WHAT IS REQUIRED
Pull out every line of the records below that contains the word "sneaker". Uppercase and lowercase letters count as different.

* Start EXTRACTED RECORDS *

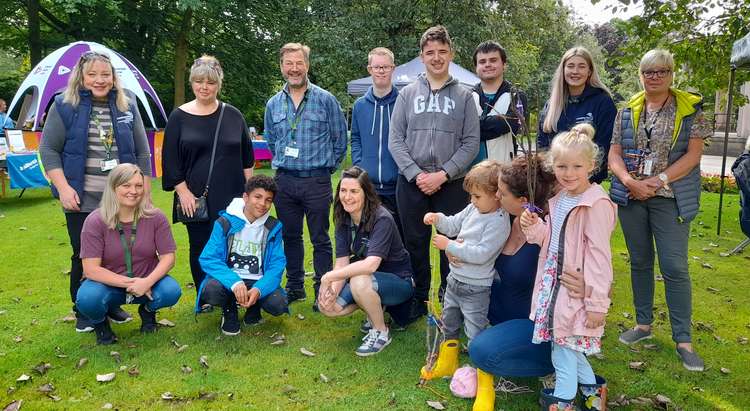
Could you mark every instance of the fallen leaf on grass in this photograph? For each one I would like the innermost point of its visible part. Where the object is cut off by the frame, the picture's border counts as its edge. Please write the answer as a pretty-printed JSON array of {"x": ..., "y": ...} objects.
[
  {"x": 13, "y": 406},
  {"x": 166, "y": 323},
  {"x": 42, "y": 368},
  {"x": 46, "y": 388},
  {"x": 637, "y": 365},
  {"x": 105, "y": 377},
  {"x": 436, "y": 405}
]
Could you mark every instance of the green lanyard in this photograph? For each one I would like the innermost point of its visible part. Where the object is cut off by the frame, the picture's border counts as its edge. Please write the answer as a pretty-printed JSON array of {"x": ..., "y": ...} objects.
[
  {"x": 127, "y": 248},
  {"x": 297, "y": 115}
]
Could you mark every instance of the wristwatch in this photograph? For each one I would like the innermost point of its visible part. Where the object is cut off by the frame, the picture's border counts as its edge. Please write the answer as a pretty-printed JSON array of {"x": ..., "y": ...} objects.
[{"x": 664, "y": 179}]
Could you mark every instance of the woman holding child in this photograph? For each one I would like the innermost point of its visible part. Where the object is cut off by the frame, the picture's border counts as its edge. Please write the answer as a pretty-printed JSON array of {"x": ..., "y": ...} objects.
[{"x": 372, "y": 267}]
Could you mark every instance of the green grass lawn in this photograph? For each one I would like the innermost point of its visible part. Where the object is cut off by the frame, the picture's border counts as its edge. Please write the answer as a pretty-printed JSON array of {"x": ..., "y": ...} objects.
[{"x": 248, "y": 372}]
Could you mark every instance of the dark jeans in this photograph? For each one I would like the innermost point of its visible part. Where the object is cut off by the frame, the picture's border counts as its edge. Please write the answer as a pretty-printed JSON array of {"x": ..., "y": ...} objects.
[
  {"x": 655, "y": 221},
  {"x": 506, "y": 350},
  {"x": 74, "y": 223},
  {"x": 216, "y": 294},
  {"x": 413, "y": 204},
  {"x": 96, "y": 299},
  {"x": 300, "y": 198},
  {"x": 198, "y": 235}
]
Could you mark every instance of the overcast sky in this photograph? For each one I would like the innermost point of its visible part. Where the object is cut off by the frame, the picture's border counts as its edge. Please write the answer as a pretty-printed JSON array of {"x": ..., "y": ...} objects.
[{"x": 597, "y": 13}]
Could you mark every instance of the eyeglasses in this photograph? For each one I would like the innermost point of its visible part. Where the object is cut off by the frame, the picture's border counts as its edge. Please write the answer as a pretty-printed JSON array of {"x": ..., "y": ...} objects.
[
  {"x": 652, "y": 74},
  {"x": 91, "y": 55},
  {"x": 381, "y": 68}
]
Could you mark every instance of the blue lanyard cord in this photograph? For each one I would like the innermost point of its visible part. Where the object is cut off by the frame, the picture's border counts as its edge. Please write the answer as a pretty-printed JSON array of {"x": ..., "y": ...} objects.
[{"x": 127, "y": 248}]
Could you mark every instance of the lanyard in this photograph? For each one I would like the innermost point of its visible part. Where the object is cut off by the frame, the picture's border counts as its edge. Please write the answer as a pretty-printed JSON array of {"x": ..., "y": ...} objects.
[
  {"x": 297, "y": 115},
  {"x": 650, "y": 129},
  {"x": 127, "y": 248}
]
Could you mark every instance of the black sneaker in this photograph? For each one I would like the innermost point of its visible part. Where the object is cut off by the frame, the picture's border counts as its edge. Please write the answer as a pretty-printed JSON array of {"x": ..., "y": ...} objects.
[
  {"x": 230, "y": 321},
  {"x": 253, "y": 316},
  {"x": 295, "y": 294},
  {"x": 83, "y": 324},
  {"x": 104, "y": 334},
  {"x": 119, "y": 316},
  {"x": 148, "y": 319}
]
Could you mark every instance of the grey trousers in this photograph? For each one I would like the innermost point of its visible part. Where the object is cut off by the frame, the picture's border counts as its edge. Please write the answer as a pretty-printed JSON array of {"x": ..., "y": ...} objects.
[
  {"x": 646, "y": 222},
  {"x": 465, "y": 303}
]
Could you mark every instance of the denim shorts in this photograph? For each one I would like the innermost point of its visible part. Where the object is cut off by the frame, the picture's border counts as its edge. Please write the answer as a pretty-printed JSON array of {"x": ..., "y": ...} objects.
[{"x": 392, "y": 289}]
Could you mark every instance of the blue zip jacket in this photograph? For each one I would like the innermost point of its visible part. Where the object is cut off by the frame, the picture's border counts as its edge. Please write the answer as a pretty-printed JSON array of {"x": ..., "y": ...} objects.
[
  {"x": 371, "y": 121},
  {"x": 593, "y": 106},
  {"x": 214, "y": 257}
]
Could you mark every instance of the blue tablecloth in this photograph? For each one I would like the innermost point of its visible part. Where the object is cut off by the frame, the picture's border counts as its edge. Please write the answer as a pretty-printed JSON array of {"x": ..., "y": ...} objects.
[{"x": 25, "y": 171}]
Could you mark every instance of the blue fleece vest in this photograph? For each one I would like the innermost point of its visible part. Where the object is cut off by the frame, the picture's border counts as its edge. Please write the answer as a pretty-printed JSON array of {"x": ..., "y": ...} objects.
[
  {"x": 76, "y": 121},
  {"x": 687, "y": 190}
]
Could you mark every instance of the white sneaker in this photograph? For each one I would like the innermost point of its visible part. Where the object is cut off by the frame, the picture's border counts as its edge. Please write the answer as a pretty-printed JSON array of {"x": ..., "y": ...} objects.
[{"x": 373, "y": 343}]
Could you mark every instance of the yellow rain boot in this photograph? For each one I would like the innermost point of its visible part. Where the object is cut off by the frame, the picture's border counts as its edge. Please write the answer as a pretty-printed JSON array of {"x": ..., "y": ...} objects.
[
  {"x": 446, "y": 364},
  {"x": 485, "y": 400}
]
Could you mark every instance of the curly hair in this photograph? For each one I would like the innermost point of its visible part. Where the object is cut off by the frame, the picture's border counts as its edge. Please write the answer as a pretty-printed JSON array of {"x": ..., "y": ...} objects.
[{"x": 515, "y": 175}]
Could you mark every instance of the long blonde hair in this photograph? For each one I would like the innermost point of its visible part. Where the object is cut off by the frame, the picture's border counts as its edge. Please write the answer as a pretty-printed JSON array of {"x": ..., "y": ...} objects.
[
  {"x": 109, "y": 207},
  {"x": 559, "y": 93},
  {"x": 75, "y": 81}
]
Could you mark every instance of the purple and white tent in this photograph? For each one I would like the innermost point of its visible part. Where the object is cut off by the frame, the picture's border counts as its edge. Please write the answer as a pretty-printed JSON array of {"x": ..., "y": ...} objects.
[{"x": 50, "y": 77}]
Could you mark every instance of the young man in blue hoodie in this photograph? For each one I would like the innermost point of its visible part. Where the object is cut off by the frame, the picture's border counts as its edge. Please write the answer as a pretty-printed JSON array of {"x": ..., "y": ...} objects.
[
  {"x": 371, "y": 121},
  {"x": 244, "y": 259}
]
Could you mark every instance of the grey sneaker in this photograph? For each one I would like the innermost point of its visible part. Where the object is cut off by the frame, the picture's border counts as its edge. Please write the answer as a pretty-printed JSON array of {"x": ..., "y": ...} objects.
[
  {"x": 635, "y": 335},
  {"x": 690, "y": 359},
  {"x": 365, "y": 327},
  {"x": 373, "y": 343}
]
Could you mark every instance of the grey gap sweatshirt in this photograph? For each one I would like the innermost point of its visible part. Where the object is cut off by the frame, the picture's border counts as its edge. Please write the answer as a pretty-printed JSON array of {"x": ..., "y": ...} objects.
[
  {"x": 483, "y": 235},
  {"x": 434, "y": 131}
]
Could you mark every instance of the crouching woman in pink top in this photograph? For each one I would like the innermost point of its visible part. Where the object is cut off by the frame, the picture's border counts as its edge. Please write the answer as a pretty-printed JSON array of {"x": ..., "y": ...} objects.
[{"x": 127, "y": 250}]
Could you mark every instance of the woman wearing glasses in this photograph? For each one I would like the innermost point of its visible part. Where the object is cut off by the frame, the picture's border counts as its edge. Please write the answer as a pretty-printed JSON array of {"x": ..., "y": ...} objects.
[
  {"x": 93, "y": 126},
  {"x": 657, "y": 145},
  {"x": 188, "y": 152},
  {"x": 577, "y": 95}
]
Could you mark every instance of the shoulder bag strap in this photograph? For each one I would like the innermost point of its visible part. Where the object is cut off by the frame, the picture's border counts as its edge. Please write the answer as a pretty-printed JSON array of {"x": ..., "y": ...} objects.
[{"x": 213, "y": 150}]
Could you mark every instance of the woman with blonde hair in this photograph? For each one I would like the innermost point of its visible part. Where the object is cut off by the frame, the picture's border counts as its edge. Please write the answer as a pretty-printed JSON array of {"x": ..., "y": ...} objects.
[
  {"x": 205, "y": 138},
  {"x": 127, "y": 250},
  {"x": 93, "y": 126},
  {"x": 577, "y": 95},
  {"x": 655, "y": 158}
]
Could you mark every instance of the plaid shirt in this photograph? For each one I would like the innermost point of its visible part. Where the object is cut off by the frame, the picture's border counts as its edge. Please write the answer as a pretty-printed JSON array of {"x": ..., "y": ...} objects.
[{"x": 321, "y": 132}]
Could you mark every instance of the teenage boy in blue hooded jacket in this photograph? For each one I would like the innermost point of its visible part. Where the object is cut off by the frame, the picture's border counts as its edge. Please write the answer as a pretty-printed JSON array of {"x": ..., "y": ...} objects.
[
  {"x": 244, "y": 259},
  {"x": 371, "y": 121}
]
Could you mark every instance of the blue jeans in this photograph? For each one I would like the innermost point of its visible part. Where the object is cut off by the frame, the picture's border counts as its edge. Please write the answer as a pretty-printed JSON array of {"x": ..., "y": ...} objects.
[
  {"x": 94, "y": 299},
  {"x": 571, "y": 368},
  {"x": 506, "y": 350},
  {"x": 392, "y": 289}
]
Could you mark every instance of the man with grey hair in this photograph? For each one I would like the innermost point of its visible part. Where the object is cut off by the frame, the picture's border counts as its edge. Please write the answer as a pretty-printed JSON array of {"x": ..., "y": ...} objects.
[{"x": 306, "y": 132}]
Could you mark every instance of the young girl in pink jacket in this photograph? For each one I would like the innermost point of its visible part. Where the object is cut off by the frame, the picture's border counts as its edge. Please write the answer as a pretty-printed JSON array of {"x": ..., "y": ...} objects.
[{"x": 574, "y": 237}]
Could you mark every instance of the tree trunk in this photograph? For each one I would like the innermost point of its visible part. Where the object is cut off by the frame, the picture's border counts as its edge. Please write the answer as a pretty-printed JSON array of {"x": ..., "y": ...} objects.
[
  {"x": 35, "y": 42},
  {"x": 180, "y": 57}
]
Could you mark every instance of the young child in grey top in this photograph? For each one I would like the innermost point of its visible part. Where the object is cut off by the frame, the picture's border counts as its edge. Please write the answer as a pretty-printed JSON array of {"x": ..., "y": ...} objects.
[{"x": 481, "y": 230}]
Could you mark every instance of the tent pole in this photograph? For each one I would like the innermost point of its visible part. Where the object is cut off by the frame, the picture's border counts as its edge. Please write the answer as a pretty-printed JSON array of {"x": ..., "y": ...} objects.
[{"x": 726, "y": 142}]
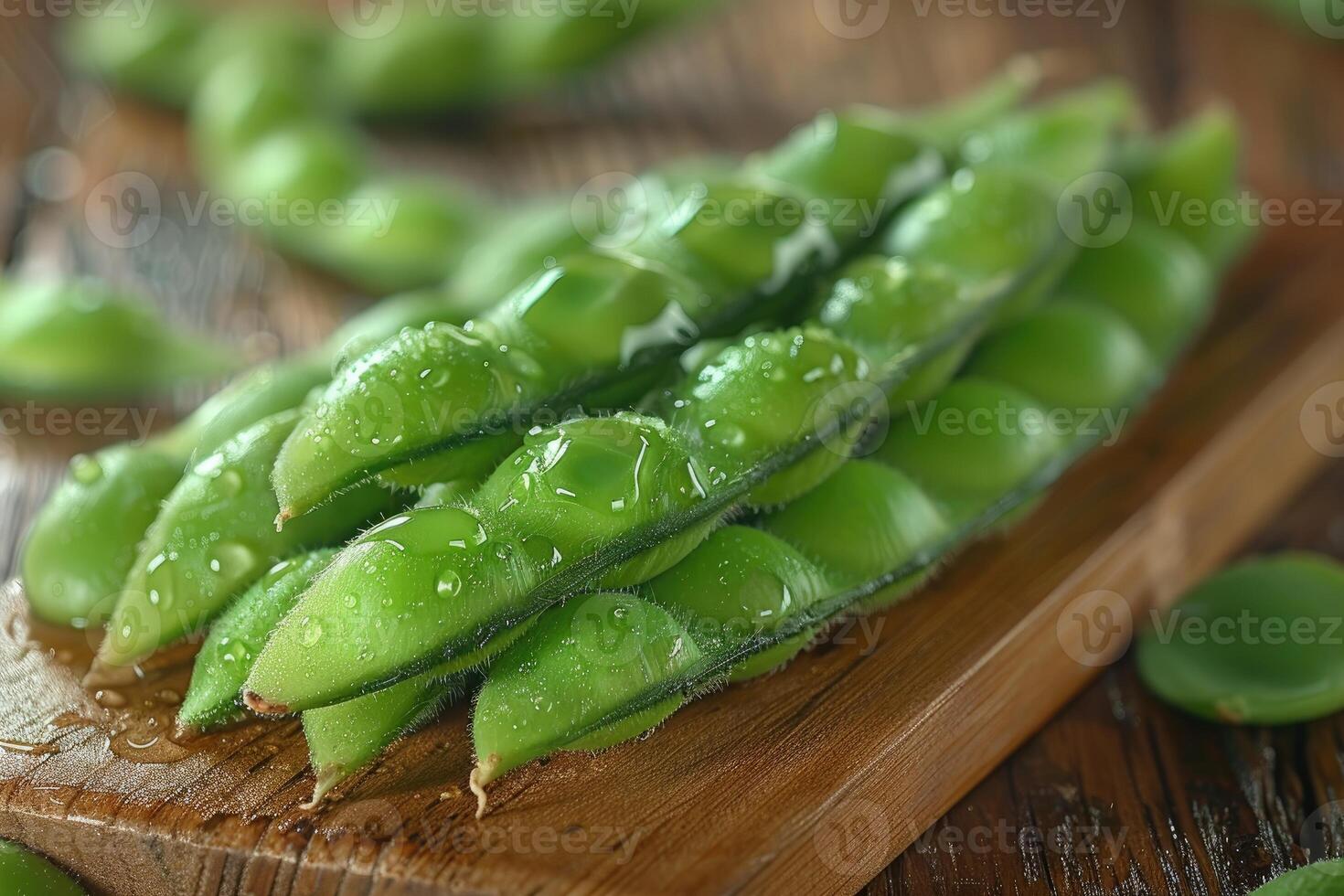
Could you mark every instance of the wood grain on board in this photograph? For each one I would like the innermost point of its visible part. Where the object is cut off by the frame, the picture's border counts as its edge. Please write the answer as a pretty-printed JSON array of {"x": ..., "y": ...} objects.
[{"x": 812, "y": 779}]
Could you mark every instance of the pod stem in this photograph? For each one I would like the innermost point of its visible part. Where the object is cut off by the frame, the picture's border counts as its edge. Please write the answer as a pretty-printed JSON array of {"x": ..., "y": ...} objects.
[{"x": 481, "y": 775}]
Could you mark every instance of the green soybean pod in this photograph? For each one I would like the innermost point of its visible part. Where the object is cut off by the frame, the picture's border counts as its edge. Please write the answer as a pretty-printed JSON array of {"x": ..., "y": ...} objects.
[
  {"x": 73, "y": 566},
  {"x": 347, "y": 736},
  {"x": 689, "y": 271},
  {"x": 80, "y": 337},
  {"x": 27, "y": 873},
  {"x": 1153, "y": 278},
  {"x": 597, "y": 649},
  {"x": 1252, "y": 645},
  {"x": 145, "y": 50},
  {"x": 971, "y": 443},
  {"x": 459, "y": 577},
  {"x": 1189, "y": 182},
  {"x": 1080, "y": 360},
  {"x": 740, "y": 583},
  {"x": 988, "y": 225},
  {"x": 235, "y": 638},
  {"x": 212, "y": 538},
  {"x": 875, "y": 520}
]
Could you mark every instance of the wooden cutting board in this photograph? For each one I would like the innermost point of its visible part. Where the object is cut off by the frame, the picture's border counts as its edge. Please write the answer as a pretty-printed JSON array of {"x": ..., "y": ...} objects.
[{"x": 809, "y": 781}]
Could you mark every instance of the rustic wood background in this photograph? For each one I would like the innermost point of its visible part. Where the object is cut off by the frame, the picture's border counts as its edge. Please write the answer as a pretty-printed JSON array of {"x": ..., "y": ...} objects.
[{"x": 1189, "y": 807}]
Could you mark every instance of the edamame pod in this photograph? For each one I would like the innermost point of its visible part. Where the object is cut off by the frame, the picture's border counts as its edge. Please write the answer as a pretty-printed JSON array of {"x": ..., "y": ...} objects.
[
  {"x": 235, "y": 638},
  {"x": 598, "y": 646},
  {"x": 347, "y": 736},
  {"x": 809, "y": 378},
  {"x": 695, "y": 271},
  {"x": 82, "y": 338},
  {"x": 212, "y": 538},
  {"x": 886, "y": 526}
]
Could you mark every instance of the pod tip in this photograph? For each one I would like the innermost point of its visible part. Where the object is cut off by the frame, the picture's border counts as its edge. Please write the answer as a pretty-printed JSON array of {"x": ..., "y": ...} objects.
[
  {"x": 263, "y": 707},
  {"x": 481, "y": 775}
]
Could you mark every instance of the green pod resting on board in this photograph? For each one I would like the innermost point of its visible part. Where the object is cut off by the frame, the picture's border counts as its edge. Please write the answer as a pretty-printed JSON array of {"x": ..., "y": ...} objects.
[
  {"x": 214, "y": 538},
  {"x": 27, "y": 873},
  {"x": 82, "y": 543},
  {"x": 235, "y": 638},
  {"x": 809, "y": 378},
  {"x": 1253, "y": 644},
  {"x": 80, "y": 338},
  {"x": 694, "y": 272},
  {"x": 459, "y": 569},
  {"x": 884, "y": 529},
  {"x": 1187, "y": 182},
  {"x": 598, "y": 646},
  {"x": 347, "y": 736}
]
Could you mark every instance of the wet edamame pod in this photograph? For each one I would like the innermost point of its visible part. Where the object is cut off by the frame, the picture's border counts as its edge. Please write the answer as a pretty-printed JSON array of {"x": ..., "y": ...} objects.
[
  {"x": 215, "y": 536},
  {"x": 235, "y": 638},
  {"x": 887, "y": 520},
  {"x": 1253, "y": 644},
  {"x": 80, "y": 338},
  {"x": 694, "y": 269}
]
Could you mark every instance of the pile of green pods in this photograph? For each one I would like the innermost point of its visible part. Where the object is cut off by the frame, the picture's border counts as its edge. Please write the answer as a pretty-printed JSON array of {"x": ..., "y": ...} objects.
[{"x": 774, "y": 455}]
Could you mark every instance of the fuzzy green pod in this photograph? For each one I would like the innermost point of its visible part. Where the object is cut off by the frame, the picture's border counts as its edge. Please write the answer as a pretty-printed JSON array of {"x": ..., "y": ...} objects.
[
  {"x": 347, "y": 736},
  {"x": 997, "y": 228},
  {"x": 740, "y": 583},
  {"x": 82, "y": 338},
  {"x": 598, "y": 649},
  {"x": 699, "y": 263},
  {"x": 71, "y": 569},
  {"x": 235, "y": 638},
  {"x": 27, "y": 873},
  {"x": 1078, "y": 359},
  {"x": 763, "y": 395},
  {"x": 1253, "y": 644},
  {"x": 875, "y": 518},
  {"x": 460, "y": 579},
  {"x": 971, "y": 443},
  {"x": 214, "y": 536},
  {"x": 1153, "y": 278}
]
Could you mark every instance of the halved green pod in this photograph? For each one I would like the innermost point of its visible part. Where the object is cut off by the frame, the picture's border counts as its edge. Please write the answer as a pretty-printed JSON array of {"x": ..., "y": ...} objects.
[
  {"x": 597, "y": 649},
  {"x": 347, "y": 736},
  {"x": 214, "y": 696},
  {"x": 1253, "y": 644},
  {"x": 214, "y": 536}
]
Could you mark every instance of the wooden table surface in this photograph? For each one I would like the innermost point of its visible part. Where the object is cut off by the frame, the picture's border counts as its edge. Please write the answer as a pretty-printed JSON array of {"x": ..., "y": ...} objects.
[{"x": 1118, "y": 795}]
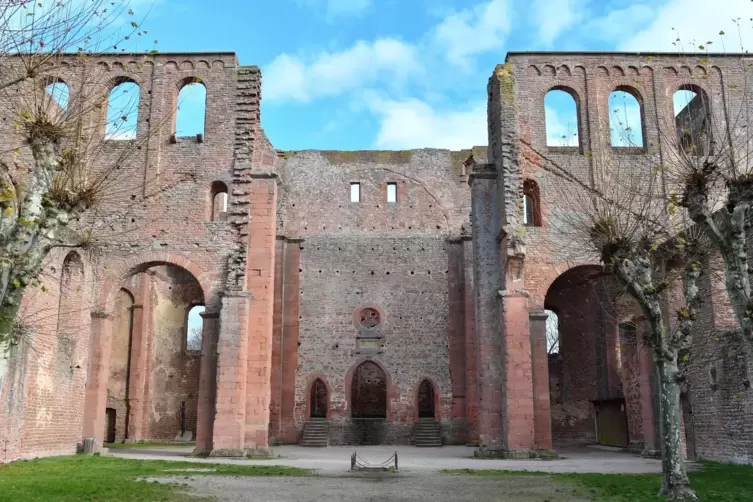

* End EXTRACTED RECORDS *

SOLUTION BELOW
Could you mark every instance of the black sneaker in this photograph? For each one I would like the innermost point of its visible part. Where the object is cut off by the frame, the picture's border counts as its edge. Please write the answer as a pretty-printed JSON array of {"x": ..., "y": ...} objects.
Could you mark every instance of the white sneaker in this photograph? For each one I would like the innermost point of its visible part. Where the object is cut off by the frame, the picture's border counts as its edge. Please write the answer as a pretty-printed JSON array of {"x": ..., "y": ...} objects.
Could you mark every instance of the grey sneaker in this photograph? For each one I would like the innermost point of its visible part. Where the object is cut off by the frame, the picture's border counts as its edge. Please write the answer as a pretty-printed JSON array of {"x": ..., "y": ...} objects.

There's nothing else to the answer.